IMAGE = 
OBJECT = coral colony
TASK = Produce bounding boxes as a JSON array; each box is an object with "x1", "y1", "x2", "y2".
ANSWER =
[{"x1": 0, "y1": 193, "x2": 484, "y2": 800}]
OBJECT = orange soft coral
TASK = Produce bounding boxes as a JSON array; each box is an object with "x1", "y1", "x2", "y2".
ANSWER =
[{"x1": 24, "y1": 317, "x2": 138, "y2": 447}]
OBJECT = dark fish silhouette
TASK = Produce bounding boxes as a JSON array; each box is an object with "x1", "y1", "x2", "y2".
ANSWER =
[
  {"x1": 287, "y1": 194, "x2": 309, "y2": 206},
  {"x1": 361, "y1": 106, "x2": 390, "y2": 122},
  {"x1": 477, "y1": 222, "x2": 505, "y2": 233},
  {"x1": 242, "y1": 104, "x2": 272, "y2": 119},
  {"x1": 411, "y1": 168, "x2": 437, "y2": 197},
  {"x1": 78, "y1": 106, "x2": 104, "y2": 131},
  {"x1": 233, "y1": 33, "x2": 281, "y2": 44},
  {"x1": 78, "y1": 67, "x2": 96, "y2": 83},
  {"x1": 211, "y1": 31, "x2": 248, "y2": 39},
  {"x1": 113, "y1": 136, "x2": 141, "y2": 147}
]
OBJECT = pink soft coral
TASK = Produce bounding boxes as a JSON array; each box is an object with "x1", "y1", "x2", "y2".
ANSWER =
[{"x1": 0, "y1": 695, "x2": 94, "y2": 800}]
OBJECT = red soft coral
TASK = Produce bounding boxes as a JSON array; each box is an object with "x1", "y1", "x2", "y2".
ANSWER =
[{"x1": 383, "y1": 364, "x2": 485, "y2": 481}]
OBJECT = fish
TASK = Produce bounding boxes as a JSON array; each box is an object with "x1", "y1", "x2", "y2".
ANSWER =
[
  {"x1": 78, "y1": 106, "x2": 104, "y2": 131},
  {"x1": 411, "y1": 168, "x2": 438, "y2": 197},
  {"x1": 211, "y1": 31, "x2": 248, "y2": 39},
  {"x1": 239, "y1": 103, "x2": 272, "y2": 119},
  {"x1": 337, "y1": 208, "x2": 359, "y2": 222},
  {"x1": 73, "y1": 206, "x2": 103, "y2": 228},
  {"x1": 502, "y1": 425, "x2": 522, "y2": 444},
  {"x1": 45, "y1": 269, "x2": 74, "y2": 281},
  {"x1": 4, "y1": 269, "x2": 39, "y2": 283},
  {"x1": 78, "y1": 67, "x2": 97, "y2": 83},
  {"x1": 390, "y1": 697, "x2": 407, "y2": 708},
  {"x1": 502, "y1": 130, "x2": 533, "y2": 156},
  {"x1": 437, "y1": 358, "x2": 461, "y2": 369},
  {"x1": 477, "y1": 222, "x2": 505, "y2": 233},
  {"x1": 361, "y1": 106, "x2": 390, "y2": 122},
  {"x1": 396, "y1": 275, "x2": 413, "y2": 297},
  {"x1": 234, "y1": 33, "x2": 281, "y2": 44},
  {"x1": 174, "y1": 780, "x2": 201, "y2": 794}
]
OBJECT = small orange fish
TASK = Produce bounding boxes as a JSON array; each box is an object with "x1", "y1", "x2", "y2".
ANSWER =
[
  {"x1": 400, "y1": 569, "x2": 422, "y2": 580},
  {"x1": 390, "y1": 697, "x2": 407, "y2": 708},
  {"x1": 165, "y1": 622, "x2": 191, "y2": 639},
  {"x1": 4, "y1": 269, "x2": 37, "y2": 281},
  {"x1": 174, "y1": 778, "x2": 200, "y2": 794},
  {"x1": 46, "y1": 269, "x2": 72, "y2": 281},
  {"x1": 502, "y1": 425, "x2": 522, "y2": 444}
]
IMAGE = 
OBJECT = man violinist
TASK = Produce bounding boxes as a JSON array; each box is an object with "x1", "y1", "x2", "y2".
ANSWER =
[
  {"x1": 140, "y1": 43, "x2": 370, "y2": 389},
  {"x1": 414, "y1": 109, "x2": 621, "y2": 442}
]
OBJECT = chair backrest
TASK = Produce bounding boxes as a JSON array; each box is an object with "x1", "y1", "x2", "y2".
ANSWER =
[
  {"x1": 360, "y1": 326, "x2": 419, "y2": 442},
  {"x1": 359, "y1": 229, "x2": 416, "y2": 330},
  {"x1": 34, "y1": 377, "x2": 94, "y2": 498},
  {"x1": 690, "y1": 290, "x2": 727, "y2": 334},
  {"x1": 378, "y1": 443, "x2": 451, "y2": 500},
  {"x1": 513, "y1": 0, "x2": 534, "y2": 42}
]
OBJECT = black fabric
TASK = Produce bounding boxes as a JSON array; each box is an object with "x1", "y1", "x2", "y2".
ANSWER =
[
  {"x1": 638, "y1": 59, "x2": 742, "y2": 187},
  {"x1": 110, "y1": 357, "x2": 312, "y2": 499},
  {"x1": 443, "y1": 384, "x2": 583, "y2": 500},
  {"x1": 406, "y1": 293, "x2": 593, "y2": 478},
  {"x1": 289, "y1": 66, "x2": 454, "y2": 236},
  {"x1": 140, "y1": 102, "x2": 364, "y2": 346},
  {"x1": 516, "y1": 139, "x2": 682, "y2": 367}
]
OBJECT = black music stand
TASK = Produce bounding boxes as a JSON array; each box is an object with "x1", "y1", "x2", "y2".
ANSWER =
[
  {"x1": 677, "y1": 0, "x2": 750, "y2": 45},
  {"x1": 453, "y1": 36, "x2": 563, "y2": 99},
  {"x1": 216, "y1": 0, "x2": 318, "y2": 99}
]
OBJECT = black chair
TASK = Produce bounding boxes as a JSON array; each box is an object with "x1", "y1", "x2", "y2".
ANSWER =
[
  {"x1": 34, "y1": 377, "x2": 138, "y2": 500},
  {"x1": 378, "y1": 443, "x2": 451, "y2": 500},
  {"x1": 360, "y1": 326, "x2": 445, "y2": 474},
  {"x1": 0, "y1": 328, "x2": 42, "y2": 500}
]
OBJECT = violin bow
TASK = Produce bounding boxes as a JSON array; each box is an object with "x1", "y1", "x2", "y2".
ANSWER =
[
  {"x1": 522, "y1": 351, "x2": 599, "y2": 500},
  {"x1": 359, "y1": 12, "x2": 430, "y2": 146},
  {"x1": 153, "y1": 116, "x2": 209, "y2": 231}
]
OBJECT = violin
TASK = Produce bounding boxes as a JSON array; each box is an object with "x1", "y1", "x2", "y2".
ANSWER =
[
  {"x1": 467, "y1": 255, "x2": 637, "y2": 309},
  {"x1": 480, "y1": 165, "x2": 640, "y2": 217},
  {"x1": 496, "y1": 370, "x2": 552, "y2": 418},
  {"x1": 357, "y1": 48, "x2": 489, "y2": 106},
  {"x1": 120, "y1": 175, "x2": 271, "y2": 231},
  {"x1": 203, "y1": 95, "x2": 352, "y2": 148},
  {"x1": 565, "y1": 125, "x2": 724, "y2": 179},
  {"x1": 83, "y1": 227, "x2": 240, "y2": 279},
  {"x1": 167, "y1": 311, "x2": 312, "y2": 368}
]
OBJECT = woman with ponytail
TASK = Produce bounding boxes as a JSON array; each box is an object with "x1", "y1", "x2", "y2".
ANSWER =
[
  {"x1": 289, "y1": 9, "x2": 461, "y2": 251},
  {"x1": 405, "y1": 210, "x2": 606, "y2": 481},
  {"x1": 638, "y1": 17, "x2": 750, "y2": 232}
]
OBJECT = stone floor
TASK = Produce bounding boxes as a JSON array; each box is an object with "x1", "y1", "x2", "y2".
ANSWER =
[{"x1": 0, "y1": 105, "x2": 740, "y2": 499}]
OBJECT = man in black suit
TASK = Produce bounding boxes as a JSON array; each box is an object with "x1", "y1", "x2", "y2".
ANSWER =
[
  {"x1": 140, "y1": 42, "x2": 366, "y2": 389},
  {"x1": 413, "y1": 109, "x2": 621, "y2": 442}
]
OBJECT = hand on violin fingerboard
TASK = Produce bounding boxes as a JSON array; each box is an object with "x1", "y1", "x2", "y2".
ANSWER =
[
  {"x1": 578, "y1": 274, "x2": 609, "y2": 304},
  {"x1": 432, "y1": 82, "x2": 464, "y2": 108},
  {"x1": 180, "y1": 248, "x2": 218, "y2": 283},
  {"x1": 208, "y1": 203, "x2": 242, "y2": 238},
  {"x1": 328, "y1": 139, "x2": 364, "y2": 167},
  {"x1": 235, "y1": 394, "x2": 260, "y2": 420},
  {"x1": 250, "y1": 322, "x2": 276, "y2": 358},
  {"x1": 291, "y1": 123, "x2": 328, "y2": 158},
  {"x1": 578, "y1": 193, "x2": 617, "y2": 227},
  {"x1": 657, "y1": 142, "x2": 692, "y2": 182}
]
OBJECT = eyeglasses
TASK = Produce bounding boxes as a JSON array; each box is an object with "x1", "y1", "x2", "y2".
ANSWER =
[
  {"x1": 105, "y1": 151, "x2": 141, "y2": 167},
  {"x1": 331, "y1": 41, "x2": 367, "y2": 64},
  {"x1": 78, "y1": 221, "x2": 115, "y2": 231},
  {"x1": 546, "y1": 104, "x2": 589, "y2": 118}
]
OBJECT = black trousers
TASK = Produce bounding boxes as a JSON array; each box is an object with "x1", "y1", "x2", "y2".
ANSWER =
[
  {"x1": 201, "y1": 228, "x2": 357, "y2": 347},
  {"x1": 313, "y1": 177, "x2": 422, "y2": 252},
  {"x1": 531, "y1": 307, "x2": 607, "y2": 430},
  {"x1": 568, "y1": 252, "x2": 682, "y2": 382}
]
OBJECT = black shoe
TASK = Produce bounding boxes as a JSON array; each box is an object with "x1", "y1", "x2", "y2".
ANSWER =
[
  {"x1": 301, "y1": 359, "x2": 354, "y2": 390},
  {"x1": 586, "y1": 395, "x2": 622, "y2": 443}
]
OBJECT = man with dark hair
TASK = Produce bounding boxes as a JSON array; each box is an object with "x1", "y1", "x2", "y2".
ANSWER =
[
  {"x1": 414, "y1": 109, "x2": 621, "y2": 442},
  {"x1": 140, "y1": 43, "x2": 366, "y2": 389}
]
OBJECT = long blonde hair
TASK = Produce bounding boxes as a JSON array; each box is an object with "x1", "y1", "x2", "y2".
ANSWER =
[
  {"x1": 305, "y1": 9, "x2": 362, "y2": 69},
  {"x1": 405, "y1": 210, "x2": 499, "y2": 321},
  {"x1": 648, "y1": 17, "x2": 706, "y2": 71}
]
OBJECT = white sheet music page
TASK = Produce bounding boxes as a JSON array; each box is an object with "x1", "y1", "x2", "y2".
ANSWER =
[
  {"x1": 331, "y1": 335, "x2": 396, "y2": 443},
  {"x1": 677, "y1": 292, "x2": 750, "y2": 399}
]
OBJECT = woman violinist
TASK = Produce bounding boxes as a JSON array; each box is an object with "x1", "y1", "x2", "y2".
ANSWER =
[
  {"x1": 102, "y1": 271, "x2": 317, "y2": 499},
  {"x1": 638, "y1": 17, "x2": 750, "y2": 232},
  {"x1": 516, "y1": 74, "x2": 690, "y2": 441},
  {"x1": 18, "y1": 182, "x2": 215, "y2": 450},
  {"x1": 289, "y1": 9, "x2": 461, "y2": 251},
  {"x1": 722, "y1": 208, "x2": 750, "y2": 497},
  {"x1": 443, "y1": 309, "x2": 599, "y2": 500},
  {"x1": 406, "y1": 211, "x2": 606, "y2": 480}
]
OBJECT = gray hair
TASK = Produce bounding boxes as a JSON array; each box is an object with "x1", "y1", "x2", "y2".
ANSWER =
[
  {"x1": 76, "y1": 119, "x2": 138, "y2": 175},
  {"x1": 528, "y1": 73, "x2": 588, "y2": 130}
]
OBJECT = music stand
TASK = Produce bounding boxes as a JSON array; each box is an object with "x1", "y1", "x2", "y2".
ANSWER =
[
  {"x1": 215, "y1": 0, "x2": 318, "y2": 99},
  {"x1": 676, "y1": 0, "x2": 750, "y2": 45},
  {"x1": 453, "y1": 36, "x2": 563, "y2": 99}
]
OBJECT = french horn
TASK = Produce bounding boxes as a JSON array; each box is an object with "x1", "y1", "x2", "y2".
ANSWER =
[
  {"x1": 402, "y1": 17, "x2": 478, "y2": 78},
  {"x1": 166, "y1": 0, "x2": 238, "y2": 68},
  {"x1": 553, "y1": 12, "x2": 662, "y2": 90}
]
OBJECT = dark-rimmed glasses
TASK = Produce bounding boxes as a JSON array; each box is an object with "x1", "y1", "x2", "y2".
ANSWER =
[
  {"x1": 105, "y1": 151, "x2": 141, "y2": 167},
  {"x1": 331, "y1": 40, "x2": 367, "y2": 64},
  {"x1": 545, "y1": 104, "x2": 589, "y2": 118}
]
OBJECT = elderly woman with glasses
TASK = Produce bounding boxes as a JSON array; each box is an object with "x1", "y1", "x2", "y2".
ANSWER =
-----
What is required: Report every line of the rows above that contains the string "violinist", treating uppercase and lowercase letters as different.

Exercise output:
OBJECT = man violinist
OBJECT = woman violinist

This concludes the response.